__Task instructions__. Retype exactly the lines from the line with "Category: chrome bumper" to the end of the data, keeping both boundary lines.

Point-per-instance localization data
____

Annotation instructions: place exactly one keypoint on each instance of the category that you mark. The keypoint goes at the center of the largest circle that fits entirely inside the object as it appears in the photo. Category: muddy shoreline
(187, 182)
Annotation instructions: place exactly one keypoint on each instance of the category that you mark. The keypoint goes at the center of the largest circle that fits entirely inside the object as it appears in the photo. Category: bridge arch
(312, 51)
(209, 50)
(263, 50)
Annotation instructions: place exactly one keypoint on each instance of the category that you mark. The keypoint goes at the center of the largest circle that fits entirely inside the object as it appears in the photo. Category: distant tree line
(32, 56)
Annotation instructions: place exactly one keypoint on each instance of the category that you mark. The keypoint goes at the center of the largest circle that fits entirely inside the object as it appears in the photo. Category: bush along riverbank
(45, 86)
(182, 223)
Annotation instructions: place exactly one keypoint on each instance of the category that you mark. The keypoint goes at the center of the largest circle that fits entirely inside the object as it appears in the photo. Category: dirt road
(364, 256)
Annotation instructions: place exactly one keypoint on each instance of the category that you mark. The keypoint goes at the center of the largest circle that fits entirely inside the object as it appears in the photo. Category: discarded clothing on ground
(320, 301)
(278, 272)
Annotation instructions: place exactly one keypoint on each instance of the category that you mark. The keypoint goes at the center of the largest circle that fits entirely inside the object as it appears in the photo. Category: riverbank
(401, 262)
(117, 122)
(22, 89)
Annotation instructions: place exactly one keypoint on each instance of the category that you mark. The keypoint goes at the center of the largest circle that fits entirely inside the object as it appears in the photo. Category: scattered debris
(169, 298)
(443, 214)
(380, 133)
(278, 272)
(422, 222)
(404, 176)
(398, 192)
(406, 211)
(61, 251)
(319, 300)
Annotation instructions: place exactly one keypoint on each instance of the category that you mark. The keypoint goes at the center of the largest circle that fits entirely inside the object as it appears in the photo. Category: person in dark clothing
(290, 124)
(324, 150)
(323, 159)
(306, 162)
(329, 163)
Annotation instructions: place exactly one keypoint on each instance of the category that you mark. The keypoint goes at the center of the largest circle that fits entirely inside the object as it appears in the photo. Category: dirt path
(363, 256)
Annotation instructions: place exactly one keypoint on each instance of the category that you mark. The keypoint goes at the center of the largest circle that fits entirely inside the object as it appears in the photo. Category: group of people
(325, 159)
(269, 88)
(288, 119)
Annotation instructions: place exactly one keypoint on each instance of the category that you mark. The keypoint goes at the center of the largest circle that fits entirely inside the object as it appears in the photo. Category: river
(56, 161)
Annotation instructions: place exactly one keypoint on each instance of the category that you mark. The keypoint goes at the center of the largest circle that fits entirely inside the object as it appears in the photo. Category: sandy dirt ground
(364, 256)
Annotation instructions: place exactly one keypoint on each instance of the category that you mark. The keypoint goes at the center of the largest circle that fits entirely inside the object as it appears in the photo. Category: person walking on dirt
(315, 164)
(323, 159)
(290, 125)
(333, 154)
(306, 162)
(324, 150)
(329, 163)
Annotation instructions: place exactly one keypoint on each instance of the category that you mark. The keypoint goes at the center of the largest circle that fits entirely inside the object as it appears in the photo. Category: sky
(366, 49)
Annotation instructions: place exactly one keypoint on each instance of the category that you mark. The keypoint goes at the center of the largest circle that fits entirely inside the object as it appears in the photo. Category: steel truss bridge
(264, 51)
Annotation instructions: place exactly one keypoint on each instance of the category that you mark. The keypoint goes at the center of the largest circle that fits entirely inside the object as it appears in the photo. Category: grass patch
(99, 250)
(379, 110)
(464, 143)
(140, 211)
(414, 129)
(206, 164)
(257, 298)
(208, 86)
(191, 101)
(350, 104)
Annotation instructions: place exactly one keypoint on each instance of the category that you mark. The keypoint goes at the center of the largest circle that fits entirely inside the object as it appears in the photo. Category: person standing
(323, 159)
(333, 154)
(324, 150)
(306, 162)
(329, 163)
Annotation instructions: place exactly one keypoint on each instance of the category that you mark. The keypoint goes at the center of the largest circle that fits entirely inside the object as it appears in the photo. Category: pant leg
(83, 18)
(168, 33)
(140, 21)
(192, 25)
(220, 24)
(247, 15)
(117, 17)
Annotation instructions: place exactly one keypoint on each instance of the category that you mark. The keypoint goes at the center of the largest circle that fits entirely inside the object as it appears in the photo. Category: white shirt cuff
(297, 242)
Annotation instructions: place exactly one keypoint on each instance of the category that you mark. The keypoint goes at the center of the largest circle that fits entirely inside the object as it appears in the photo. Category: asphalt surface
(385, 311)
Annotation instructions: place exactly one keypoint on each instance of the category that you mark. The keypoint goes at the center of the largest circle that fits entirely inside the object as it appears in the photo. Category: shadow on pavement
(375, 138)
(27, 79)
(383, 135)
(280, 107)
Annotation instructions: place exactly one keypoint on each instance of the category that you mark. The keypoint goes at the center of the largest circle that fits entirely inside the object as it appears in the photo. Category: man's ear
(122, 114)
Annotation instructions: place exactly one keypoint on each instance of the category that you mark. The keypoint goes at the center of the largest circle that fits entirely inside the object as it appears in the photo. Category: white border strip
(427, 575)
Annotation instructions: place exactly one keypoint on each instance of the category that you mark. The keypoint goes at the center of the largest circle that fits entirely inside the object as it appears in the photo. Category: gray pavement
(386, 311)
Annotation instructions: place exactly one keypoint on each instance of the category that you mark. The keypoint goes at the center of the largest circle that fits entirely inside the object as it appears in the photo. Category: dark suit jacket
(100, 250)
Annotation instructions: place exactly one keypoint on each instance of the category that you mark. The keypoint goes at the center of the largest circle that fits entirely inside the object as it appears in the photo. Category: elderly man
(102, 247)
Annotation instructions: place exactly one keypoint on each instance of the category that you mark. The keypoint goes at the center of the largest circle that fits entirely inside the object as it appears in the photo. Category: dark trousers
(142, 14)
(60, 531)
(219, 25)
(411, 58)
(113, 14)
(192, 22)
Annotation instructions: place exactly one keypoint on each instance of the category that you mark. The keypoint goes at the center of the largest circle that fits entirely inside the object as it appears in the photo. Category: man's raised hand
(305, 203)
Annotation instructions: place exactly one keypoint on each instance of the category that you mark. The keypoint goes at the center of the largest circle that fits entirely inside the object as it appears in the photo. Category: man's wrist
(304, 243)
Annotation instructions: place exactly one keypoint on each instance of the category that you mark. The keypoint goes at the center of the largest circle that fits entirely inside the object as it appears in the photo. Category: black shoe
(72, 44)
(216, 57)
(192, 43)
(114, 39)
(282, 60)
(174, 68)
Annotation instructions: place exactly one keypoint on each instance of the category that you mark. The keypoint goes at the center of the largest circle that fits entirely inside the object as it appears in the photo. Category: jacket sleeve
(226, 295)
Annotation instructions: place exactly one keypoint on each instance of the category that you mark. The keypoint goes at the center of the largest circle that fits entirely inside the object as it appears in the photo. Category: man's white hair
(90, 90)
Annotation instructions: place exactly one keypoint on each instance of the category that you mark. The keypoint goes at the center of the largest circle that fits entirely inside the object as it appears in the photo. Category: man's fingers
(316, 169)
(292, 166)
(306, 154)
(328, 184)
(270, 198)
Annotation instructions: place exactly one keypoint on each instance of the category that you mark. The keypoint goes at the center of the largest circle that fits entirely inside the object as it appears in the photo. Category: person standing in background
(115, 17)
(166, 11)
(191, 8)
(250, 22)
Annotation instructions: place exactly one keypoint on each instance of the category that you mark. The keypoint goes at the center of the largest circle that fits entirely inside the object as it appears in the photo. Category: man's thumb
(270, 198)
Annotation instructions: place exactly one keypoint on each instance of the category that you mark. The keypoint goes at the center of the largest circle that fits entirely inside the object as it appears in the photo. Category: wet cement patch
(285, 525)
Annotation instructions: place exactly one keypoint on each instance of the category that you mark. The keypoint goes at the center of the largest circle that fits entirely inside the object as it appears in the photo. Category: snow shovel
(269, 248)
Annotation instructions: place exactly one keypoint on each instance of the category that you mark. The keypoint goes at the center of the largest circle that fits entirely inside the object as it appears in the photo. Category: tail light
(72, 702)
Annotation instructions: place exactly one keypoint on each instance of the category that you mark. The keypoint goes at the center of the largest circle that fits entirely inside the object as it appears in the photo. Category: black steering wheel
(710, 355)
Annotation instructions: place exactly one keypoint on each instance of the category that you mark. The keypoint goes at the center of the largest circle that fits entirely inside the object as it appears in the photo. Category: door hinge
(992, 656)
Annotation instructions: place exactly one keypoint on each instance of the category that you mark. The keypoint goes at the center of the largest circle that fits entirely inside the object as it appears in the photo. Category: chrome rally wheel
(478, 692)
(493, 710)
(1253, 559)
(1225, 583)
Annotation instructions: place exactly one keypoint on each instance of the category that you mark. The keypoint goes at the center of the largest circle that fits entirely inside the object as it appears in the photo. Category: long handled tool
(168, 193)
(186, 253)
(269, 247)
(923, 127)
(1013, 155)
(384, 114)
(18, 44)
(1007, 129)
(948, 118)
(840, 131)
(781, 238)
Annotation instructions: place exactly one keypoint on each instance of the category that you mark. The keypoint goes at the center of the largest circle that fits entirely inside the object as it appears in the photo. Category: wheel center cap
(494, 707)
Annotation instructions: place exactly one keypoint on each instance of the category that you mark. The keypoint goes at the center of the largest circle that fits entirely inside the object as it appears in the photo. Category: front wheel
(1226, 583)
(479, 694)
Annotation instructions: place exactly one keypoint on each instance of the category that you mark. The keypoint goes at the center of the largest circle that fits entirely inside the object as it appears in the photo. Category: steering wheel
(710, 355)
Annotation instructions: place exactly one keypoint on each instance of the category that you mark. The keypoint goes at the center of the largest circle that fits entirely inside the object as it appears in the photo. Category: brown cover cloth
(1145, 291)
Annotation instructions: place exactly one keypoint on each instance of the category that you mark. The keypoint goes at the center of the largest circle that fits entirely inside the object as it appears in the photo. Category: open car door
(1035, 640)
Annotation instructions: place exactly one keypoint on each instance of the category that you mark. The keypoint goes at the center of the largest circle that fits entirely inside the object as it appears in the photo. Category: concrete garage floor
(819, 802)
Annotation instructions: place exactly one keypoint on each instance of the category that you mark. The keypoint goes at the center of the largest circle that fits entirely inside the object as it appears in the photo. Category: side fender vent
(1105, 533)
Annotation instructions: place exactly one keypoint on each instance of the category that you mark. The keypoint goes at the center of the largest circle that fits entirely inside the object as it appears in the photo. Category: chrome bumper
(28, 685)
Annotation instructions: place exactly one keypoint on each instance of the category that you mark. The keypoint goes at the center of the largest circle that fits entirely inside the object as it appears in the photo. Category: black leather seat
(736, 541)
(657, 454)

____

__Your solution__.
Annotation instructions: place exactly one keypoint on each instance of the category that you mark. The keypoint goes at the center of the largest circle that fits entirely inside the object as it appears in the photo. Category: chrome bumper
(28, 685)
Annotation instructions: place exactly one keypoint on each instance of the category that you mark. The keypoint goes at the center of the largest circle that fits entirely inside the object as it appears in the photo. Category: black leather seat
(736, 541)
(657, 454)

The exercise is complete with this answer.